Stated goal:
Set out as a numbered list every line from the beginning of the material through the line containing "557], [76, 556]]", omitting any blank lines.
** Begin Dataset entries **
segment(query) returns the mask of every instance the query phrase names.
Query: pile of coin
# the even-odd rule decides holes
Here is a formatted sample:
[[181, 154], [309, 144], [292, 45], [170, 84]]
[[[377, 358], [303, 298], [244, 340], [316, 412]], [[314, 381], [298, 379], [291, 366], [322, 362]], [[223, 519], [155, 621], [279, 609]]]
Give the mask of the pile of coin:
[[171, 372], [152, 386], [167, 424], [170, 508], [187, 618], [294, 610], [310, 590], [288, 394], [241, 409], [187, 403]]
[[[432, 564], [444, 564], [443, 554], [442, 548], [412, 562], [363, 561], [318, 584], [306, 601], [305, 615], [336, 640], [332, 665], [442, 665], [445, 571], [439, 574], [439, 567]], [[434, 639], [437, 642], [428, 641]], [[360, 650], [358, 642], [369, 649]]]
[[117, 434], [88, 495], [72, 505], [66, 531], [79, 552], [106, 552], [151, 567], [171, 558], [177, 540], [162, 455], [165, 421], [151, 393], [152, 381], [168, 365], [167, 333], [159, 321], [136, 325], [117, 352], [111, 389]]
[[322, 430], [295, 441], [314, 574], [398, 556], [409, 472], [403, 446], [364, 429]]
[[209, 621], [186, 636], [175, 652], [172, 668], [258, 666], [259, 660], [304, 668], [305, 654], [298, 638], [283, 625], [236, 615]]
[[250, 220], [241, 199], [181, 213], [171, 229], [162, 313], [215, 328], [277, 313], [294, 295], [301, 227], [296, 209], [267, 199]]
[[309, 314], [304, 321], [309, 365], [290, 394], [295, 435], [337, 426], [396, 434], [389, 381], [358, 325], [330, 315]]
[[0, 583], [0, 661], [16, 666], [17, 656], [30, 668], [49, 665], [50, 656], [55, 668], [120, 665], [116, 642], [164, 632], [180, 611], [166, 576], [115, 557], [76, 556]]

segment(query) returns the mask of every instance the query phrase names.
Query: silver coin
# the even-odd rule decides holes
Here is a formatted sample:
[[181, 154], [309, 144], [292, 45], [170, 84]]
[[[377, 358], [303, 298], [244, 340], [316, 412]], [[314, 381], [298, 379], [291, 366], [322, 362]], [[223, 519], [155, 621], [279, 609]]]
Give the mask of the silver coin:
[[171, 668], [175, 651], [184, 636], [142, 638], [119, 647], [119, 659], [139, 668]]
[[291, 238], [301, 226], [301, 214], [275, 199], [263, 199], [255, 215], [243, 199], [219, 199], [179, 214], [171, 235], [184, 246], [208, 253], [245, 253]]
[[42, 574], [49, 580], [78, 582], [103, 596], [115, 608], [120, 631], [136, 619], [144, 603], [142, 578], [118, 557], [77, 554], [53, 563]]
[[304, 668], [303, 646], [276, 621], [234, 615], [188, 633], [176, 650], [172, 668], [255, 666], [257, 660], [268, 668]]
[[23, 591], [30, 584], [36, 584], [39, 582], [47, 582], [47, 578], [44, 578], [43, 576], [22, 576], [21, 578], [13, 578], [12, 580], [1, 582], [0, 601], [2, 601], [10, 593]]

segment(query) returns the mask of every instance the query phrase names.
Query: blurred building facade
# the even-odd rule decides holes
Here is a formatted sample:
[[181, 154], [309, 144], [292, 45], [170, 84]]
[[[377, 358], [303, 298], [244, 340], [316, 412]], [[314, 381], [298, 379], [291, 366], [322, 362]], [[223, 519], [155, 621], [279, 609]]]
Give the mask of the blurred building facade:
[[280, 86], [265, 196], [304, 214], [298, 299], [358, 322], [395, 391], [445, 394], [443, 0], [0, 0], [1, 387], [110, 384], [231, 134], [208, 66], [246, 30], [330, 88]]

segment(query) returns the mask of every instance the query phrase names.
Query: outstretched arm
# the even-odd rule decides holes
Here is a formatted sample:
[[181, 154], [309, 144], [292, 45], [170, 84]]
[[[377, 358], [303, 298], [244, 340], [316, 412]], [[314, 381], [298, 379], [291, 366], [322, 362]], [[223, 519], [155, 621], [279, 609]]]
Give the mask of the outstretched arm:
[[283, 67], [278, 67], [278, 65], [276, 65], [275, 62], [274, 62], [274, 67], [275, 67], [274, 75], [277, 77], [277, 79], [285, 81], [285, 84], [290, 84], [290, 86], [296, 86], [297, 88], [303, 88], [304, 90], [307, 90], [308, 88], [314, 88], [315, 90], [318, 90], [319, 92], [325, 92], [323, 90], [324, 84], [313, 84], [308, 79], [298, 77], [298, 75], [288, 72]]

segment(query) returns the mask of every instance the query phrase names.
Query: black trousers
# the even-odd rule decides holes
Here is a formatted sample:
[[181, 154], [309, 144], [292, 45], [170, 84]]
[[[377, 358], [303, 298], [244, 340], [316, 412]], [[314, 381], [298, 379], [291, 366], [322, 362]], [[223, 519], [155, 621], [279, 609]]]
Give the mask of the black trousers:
** End Dataset entries **
Completed exercise:
1. segment(query) returns the mask of every instance the query phrase names.
2. Query: pile of coin
3. # the even-odd rule decides holes
4. Here is a formatted sample:
5. [[181, 154], [309, 144], [292, 45], [170, 84]]
6. [[[377, 358], [303, 298], [244, 340], [316, 412]], [[314, 381], [298, 379], [291, 366], [322, 362]], [[223, 519], [155, 621], [279, 609]]]
7. Give the mask of the pile of coin:
8. [[171, 372], [152, 386], [167, 424], [170, 508], [187, 618], [294, 610], [310, 590], [288, 394], [241, 409], [187, 403]]
9. [[[432, 564], [444, 564], [443, 554], [442, 548], [412, 562], [363, 561], [318, 584], [306, 601], [305, 615], [336, 640], [332, 665], [442, 665], [445, 571], [439, 574], [439, 567]], [[434, 639], [437, 642], [428, 641]], [[360, 650], [358, 642], [369, 649]]]
10. [[117, 434], [88, 495], [72, 505], [66, 531], [79, 552], [106, 552], [151, 567], [171, 558], [177, 540], [162, 455], [165, 421], [151, 393], [152, 381], [168, 365], [167, 333], [159, 321], [136, 325], [117, 352], [111, 389]]
11. [[322, 430], [295, 441], [314, 574], [398, 556], [409, 472], [403, 446], [364, 429]]
12. [[209, 621], [186, 636], [175, 652], [172, 668], [258, 666], [259, 660], [304, 668], [305, 654], [298, 638], [283, 625], [236, 615]]
13. [[250, 220], [241, 199], [181, 213], [171, 229], [162, 313], [215, 328], [277, 313], [294, 295], [301, 227], [296, 209], [267, 199]]
14. [[309, 314], [304, 321], [309, 365], [290, 394], [295, 435], [337, 426], [396, 434], [389, 381], [358, 325], [330, 315]]
15. [[0, 583], [0, 661], [16, 666], [17, 656], [30, 668], [49, 665], [50, 656], [55, 668], [120, 665], [116, 642], [164, 632], [180, 611], [166, 576], [115, 557], [76, 556]]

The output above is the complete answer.